### Information shown
• • • •

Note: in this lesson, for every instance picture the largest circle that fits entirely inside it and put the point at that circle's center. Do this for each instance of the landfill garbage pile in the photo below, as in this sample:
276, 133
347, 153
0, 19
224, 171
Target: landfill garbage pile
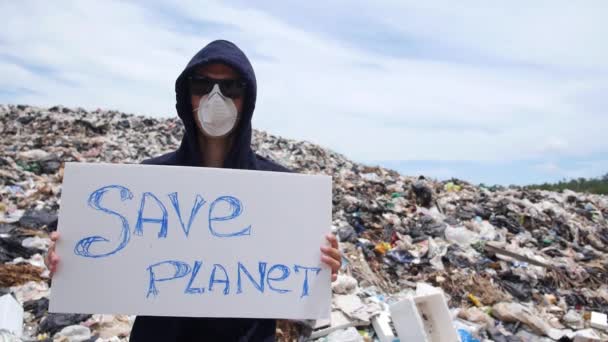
513, 264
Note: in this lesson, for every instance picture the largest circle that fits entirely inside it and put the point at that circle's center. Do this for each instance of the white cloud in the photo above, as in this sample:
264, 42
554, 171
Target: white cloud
529, 91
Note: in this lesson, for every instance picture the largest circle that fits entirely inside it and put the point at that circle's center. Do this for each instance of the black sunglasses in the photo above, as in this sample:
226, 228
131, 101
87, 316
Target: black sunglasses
202, 85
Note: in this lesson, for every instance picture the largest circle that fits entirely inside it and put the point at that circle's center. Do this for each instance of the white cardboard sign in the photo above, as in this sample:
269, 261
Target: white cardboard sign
189, 241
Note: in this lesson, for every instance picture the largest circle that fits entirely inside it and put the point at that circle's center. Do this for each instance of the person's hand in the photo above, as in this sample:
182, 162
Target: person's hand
331, 256
52, 259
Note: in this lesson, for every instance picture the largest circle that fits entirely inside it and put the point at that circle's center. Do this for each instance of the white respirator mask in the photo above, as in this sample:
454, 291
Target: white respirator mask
216, 113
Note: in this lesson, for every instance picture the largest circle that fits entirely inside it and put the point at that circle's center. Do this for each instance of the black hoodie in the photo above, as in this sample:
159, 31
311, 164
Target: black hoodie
241, 156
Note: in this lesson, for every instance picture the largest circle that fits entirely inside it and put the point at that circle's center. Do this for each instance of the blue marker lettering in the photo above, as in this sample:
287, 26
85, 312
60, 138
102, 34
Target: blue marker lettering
225, 281
82, 247
284, 274
198, 203
141, 220
258, 285
236, 209
305, 284
181, 270
189, 288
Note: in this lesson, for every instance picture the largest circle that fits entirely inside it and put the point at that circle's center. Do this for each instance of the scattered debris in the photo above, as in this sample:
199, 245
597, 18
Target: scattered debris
514, 264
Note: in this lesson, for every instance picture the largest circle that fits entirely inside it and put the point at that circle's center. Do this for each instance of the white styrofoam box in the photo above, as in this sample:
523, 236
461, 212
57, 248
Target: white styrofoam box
11, 315
424, 317
599, 320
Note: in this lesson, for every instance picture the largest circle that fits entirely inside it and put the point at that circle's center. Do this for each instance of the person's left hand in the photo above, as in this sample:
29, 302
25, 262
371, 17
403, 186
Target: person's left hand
331, 256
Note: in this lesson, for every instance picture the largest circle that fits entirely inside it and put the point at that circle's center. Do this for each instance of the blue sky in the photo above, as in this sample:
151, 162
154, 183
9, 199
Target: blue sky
494, 92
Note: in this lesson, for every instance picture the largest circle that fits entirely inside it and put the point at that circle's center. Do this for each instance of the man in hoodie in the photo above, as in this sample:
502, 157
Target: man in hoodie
216, 96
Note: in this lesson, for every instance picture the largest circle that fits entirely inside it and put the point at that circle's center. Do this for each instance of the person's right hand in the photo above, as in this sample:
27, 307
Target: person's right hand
52, 259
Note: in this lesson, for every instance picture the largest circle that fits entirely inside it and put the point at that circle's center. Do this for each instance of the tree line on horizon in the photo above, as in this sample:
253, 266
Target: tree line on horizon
597, 185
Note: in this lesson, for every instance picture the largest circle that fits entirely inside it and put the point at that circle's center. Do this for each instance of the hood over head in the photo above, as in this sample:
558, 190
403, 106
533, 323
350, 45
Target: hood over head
240, 155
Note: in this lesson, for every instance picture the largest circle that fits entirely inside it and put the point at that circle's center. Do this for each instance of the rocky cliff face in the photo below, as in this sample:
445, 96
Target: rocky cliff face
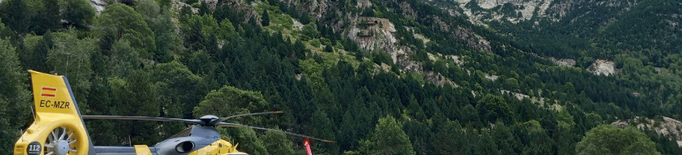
665, 126
514, 11
602, 67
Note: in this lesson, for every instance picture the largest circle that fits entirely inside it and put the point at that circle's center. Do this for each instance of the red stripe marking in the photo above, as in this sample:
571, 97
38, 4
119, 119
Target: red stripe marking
48, 88
47, 95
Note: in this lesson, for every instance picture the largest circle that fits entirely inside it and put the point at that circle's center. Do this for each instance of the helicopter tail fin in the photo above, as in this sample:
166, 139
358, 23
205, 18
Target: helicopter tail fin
58, 125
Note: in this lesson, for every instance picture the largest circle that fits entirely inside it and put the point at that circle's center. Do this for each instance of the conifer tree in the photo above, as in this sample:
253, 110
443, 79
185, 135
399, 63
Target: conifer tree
265, 20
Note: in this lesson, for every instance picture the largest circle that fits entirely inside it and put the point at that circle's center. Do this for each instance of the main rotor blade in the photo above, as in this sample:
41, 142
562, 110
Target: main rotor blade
226, 124
140, 118
250, 114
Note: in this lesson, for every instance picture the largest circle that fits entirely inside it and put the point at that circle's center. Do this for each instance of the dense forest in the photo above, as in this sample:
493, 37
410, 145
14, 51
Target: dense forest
163, 58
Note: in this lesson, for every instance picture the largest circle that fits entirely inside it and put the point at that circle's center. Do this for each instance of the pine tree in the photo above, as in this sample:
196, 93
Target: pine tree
265, 20
389, 138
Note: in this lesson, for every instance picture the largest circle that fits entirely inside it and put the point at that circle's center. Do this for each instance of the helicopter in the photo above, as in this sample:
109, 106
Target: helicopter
59, 129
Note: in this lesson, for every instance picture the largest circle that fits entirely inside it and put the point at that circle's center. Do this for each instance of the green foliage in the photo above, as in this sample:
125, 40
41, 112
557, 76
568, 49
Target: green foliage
124, 60
13, 13
389, 138
126, 24
608, 139
71, 57
78, 13
265, 19
229, 101
493, 108
160, 22
178, 88
247, 140
14, 97
277, 143
135, 96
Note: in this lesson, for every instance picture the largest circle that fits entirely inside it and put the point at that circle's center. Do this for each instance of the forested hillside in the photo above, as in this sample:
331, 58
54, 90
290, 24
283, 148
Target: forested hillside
375, 76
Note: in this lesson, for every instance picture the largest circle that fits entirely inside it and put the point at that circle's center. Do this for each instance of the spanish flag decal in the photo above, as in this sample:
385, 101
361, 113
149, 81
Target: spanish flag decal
49, 92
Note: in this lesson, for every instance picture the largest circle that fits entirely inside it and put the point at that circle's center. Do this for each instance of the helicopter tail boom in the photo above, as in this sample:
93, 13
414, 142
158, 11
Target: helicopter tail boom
58, 126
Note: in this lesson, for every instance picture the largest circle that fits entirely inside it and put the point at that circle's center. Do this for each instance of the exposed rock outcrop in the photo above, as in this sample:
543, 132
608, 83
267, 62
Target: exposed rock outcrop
666, 126
602, 67
563, 62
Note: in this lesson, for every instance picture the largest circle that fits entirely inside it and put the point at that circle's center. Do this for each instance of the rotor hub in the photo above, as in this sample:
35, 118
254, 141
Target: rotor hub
209, 120
62, 147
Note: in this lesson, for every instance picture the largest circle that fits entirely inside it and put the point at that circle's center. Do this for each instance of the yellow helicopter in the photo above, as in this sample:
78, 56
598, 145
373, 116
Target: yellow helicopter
58, 128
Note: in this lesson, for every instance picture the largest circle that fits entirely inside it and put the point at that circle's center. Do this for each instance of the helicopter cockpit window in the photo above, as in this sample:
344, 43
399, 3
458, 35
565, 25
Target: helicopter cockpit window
183, 133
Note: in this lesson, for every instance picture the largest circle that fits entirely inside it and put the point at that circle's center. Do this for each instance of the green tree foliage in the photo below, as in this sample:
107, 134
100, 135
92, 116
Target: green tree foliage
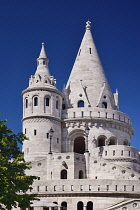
14, 183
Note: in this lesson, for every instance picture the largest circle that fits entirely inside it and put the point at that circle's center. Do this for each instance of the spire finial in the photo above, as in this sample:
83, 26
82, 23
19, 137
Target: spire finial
42, 53
88, 26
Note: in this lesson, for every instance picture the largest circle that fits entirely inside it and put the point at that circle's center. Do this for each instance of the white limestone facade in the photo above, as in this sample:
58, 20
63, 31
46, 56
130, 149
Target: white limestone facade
88, 163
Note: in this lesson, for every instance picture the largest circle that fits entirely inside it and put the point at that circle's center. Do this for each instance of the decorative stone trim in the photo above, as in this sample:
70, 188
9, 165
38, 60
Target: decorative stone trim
99, 123
42, 119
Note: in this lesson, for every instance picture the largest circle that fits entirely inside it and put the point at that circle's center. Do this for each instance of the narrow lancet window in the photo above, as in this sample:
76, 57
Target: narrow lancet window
56, 104
47, 101
90, 50
80, 103
104, 105
35, 101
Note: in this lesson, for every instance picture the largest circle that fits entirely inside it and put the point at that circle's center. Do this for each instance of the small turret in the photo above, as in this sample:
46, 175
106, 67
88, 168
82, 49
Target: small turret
42, 75
42, 104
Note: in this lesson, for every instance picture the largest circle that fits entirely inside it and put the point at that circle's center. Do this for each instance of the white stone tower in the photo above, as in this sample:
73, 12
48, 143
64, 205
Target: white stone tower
42, 104
88, 163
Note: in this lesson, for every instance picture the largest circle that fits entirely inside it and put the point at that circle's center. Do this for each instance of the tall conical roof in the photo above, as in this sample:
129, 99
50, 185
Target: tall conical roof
87, 77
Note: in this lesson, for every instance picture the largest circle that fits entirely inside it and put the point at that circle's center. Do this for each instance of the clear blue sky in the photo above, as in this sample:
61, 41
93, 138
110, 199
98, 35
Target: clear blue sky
25, 24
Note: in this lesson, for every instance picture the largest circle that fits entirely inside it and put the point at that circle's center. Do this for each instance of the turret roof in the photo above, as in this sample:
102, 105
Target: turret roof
87, 76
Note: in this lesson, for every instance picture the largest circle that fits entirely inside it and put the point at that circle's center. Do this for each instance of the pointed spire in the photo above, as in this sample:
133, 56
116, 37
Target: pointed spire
88, 26
42, 52
88, 68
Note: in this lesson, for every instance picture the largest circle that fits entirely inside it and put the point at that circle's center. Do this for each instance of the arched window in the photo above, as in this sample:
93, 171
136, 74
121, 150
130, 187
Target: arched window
56, 104
101, 141
80, 205
125, 142
89, 205
81, 174
112, 141
80, 103
35, 101
64, 205
64, 174
79, 145
63, 106
104, 105
47, 101
26, 103
55, 208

• • • •

### The problem
Repeat exactly the lines above from the line that contains "of the small" through the end. Include both of these ends; leave out everything else.

### Answer to the exercise
Note: in this lesson, for every instance picture the largest circle that fits entirely inside it and put the point at that circle's center. Do this for each instance of the small turret in the photo above, as in this sample:
46, 175
106, 67
88, 168
82, 49
Target: small turret
42, 75
42, 104
Note: in this lesson, for every instance picture the largest circle that fits entirely inside it and put the point at that circle's center. Do this for each instance of the white stone tower in the photo above, as in this sample:
73, 12
48, 143
64, 205
Target: white stone tower
42, 104
88, 163
Note: in this lesson, for every instance picture the largest circle that fits entirely inside it and put the point at that circle's center. Do this for each instance of the tall conical roof in the photo above, as in this sample:
129, 99
50, 185
Target: tall conical roof
87, 77
Note: in this lesson, for every instance picture the largest circle that fits entirely inside it and put the point at that circle's center. Do this for each instance of the clear blue sky in the photo above, as in this sample:
61, 41
93, 138
110, 199
98, 35
Target: clear blue sky
25, 24
Note: in this lesson, for every instance picture the largest circle that fits entirely inside it and put the point at that circle's center. Do this for each instance of the turret roof in the photo above, as in this sample:
102, 105
Target: turret roof
87, 76
Note: in this lesson, for every instance picture the largest circle that fits entirely inside it and put the point at that circle's center. Do this for each instance of the pointed spire in the photo above, as in this sample:
133, 56
116, 37
Target: pointed spire
88, 26
42, 52
88, 68
Note: in this lesson, for every instance picture the largest circle that fits entirely inside it and put the point at that circle's center. Do this for each instance of the arched window in the photo above, as in this sample:
93, 171
136, 74
121, 150
130, 187
Target: arched window
56, 104
101, 141
80, 205
125, 142
89, 205
81, 174
112, 141
80, 103
35, 101
64, 205
64, 174
79, 145
63, 106
104, 105
47, 101
26, 103
55, 208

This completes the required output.